» REQUIRED TASK: Switch every "one point per instance" to "a single point for each instance" throughout the items below and write them out again with nothing else changed. Leave the pictures out.

» SOURCE RECORDS:
>>>

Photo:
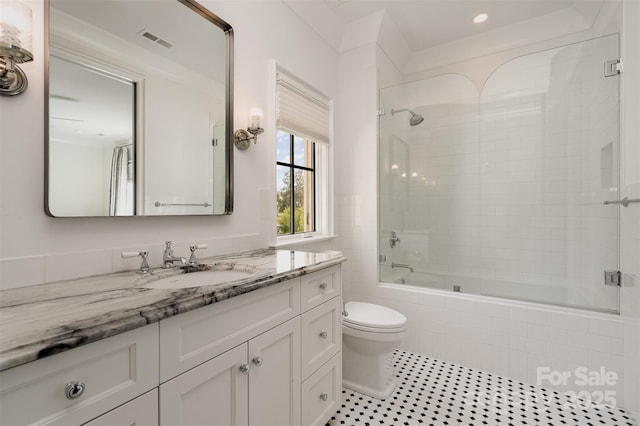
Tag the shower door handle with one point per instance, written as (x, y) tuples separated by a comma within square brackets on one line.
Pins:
[(625, 201)]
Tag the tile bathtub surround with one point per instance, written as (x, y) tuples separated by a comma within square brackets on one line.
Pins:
[(504, 337), (33, 270), (433, 392), (42, 320)]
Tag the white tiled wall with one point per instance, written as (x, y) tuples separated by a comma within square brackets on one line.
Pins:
[(24, 271), (508, 183), (509, 338)]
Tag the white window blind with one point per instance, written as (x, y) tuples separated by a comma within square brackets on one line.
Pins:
[(300, 111)]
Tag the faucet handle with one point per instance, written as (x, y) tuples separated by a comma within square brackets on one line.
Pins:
[(193, 248), (144, 266), (168, 251)]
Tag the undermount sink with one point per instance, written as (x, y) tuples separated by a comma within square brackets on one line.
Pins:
[(202, 275)]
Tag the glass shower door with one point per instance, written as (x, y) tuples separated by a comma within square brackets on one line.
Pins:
[(500, 190)]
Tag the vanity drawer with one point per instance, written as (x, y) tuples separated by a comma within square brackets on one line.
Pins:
[(114, 371), (192, 338), (321, 335), (319, 287), (322, 393)]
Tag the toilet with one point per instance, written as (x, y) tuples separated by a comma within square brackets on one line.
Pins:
[(370, 334)]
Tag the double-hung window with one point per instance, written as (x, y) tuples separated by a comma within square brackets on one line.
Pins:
[(302, 138)]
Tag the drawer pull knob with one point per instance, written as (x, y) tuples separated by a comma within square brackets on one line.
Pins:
[(74, 390)]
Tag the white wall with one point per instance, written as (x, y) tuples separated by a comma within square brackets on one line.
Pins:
[(35, 248), (630, 216)]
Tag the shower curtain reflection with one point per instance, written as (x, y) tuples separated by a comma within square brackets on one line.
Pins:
[(121, 189)]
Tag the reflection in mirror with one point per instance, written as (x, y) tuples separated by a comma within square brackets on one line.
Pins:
[(91, 137), (139, 109)]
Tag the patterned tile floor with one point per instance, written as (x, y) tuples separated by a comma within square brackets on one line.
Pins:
[(432, 392)]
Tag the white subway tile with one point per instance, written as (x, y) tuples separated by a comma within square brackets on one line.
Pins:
[(606, 327), (528, 315), (21, 271), (59, 267), (589, 341)]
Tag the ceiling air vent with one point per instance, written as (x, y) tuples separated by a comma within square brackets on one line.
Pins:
[(154, 38)]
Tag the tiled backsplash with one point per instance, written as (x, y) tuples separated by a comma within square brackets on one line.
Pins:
[(32, 270)]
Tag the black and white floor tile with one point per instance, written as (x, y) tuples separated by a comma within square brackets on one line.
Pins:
[(432, 392)]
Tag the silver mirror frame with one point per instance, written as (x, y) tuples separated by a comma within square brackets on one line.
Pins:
[(229, 145)]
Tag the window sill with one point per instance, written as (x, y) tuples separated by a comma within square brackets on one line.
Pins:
[(301, 241)]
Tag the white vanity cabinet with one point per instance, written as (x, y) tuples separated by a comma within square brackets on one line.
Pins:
[(268, 357), (256, 383), (142, 411), (73, 387), (285, 367)]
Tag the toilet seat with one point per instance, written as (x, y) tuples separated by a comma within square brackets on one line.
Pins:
[(373, 318)]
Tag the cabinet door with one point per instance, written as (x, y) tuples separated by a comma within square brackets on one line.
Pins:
[(321, 330), (274, 380), (142, 411), (213, 393)]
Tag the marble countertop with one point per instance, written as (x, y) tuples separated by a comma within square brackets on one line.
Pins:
[(43, 320)]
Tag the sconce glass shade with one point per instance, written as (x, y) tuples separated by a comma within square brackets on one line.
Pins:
[(243, 138), (15, 31), (15, 46)]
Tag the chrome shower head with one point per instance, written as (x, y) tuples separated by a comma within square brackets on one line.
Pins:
[(415, 118)]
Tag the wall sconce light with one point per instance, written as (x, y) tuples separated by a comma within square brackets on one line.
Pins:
[(15, 46), (242, 138)]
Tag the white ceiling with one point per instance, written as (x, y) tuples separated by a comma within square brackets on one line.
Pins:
[(428, 23), (425, 24)]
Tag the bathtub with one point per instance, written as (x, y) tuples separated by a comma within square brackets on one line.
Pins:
[(579, 297)]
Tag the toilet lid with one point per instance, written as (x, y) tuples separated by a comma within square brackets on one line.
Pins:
[(373, 316)]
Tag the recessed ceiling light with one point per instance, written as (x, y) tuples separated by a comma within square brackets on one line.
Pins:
[(480, 18)]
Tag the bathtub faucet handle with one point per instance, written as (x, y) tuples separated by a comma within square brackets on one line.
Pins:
[(393, 239)]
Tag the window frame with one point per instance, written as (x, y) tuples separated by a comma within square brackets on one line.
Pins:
[(292, 168)]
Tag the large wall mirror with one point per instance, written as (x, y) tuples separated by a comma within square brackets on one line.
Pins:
[(139, 113)]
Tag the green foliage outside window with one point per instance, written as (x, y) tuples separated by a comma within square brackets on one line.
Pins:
[(283, 198)]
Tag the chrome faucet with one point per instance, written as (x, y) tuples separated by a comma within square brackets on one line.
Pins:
[(401, 265), (168, 258), (393, 239)]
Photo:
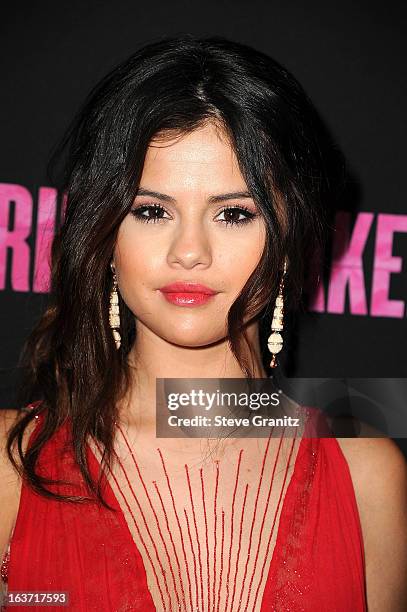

<<<

» SOLUTION TO THIS EXERCISE:
Photo:
Tag the shower door handle with a single point for each instance, written as (x, y) tuples separated by a comma within square brackets on one line.
Pins:
[(625, 201)]
Tag the tile bathtub surround with a single point for each instance, written as (x, y) tuples separated by a comma within square brackets on one line.
Pins:
[(504, 337), (33, 270), (433, 392), (42, 320)]
Tag the white tiled wall with a single point for each instance, written as (x, y) tuples separated by a comma within square brackets on one line.
Pins:
[(24, 271), (508, 183), (509, 338)]
Tag the white window blind with a single point for each instance, written as (x, y) tuples separated by a comma within square brackets on one line.
Pins:
[(300, 111)]
Tag the faucet handle with a single point for each instance, written as (x, y) tuples separated by a comma within square brackets on one line.
Pins:
[(193, 248), (144, 266), (168, 251)]
Tag the undermount sink with a single point for each instance, written as (x, y) tuples separated by a comma within square brackets on one line.
Pins:
[(202, 275)]
Tag the glass shower door with a single point for each instance, written as (x, y) tuples separated by a comma within square brackets on one line.
Pins:
[(500, 190)]
Tag the vanity drawer with a single point for each instance, written as (x, y) tuples separated by a comma within square brackets on one line.
Pins:
[(114, 371), (192, 338), (321, 335), (319, 287), (322, 393)]
Tag the toilet with a single point for each instance, written as (x, y) tuples separated by a comma within square brackets on one line.
Pins:
[(370, 334)]
Tag the double-hung window with a single point for each instance, written as (x, y) tuples separated by a comma within square brackets on one line.
Pins:
[(302, 138)]
Tag the drawer pull knob with a single point for each instance, written as (x, y) tuples separated by a comma within square brackets on one line.
Pins:
[(74, 390)]
Tag the white wall with a single point for each instance, written as (x, y) tuples separated by a comma within square brackets on one line.
Pins:
[(35, 248), (630, 216)]
Tag the shower curtain reflection with a single point for each instance, written as (x, y) tuples separated by a comma within square brackets on one line.
Pins:
[(121, 189)]
Tag the reflection in mirror with a single point for each instance, written as (x, y) tuples separated by a comma within square brackets on one line.
Pins:
[(91, 137), (139, 109)]
Tag the patterned tile floor with a single point for each instance, written as (x, y) tuples separated by a comma within square brackets on one line.
Pins:
[(432, 392)]
Tag the white subway tile with a single point for each instance, written as (x, y) tuples separated by a comma within square brackets on one line.
Pins:
[(606, 327), (528, 315), (21, 271), (59, 267), (589, 341)]
Tag the ceiling air vent with a single point for each instance, written as (x, y) tuples separated by a comma within square brackets on one line.
Pins:
[(154, 38)]
Tag the tiled backsplash with a single point for each instance, written as (x, y) tuples separated by a comma within square brackets on one line.
Pins:
[(32, 270)]
Tag the black and white floor tile with a single point for each instance, written as (x, y) tuples separated by a comma within square brackets on one line.
Pins:
[(432, 392)]
Tag the silver mirror frame with a single point for each instance, written as (x, y) tuples separated by a comma within square brackets on one line.
Pins:
[(229, 145)]
Tag the window sill with a single point for each instance, written as (x, y) tuples separated by a comma within square brackets on one line.
Pins:
[(301, 241)]
Tag the white vanity cabinet with a single point for each instance, written as (x, y) tuples separated by a comma within square brackets on one line.
Pins:
[(268, 357), (256, 383), (142, 411), (73, 387), (285, 367)]
Tag the toilet seat with a single point for each instance, written as (x, y) tuples separated by a comma within square brackets on one line.
Pins:
[(373, 318)]
Tag the cabinet door with a single point for each instance, written as (x, y) tuples separated by a comma within square brackets on one line.
Pins:
[(321, 330), (274, 380), (142, 411), (213, 393)]
Tag the marble countertop with a single point for each instance, written as (x, y) tuples separated by a comma within square brackets on one line.
Pins:
[(43, 320)]
Tag the sconce glass shade with a single point for each instance, written as (x, y) tuples separated by a comma within square brackets on one line.
Pins:
[(243, 138), (15, 31), (15, 46)]
Tag the chrome shower head with a single point for each instance, written as (x, y) tuples separated by a comma within square brackets on one line.
Pins:
[(415, 118)]
Tag the wall sconce light with a single point for each instance, written as (x, y) tuples separated by a comma within square brackets on one line.
Pins:
[(15, 46), (242, 138)]
Tag the white ceiling with a single point for each instance, written as (x, y) tuples separated by a comma within square brackets on one line.
Pins:
[(428, 23), (425, 24)]
Tag the bathtub with a single point for each instance, written as (x, y) tuples separated by a comma within square brackets on one line.
Pins:
[(579, 297)]
Tag the toilet lid with a single point for each instance, written as (x, y) tuples separated by a comma within square brackets on one line.
Pins:
[(373, 316)]
Tag the recessed ceiling light with a single point for each instance, written as (x, y) tuples separated by a comma within square brackets on one line.
Pins:
[(480, 18)]
Tag the bathtub faucet handle with a single point for each instance, written as (x, y) tuples separated by a comma within square brackets on one line.
Pins:
[(393, 239)]
Tag the window frame with a single point for each instance, written as (x, y) tuples separated by a comma within square brackets on one line.
Pins:
[(292, 168)]
Tag the large wall mirror with a single point for each instance, written as (x, y) tuples separated by a comma within square brackets on one line.
Pins:
[(139, 113)]
Tag the green foliage outside window with a single point for each instance, written as (x, y) tuples separated by a comma within square brackets on one line.
Pins:
[(283, 198)]
Tag the chrome faucet with a single point for each instance, written as (x, y) tuples separated by a comma within square brackets on one line.
Pins:
[(401, 265), (168, 258), (393, 239)]
Photo:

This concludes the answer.